START
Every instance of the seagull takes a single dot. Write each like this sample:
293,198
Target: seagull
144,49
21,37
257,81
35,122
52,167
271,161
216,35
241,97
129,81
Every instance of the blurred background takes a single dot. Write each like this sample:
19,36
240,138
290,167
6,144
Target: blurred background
END
TO BE DONE.
Can you write out every line of these records again, requests included, with each point coordinate in the answers multiplied by 1.95 and rounded to the nearest whole number, halves rounded up?

COMPLETE ANSWER.
Every instance of the seagull takes a single dot. Write each like this sample:
293,198
Target: seagull
281,96
41,72
501,158
68,238
101,326
528,314
421,68
470,189
252,158
Every instance of the blurred background takes a single dot. Write each like this sample:
19,36
240,138
290,167
6,144
Target: blurred background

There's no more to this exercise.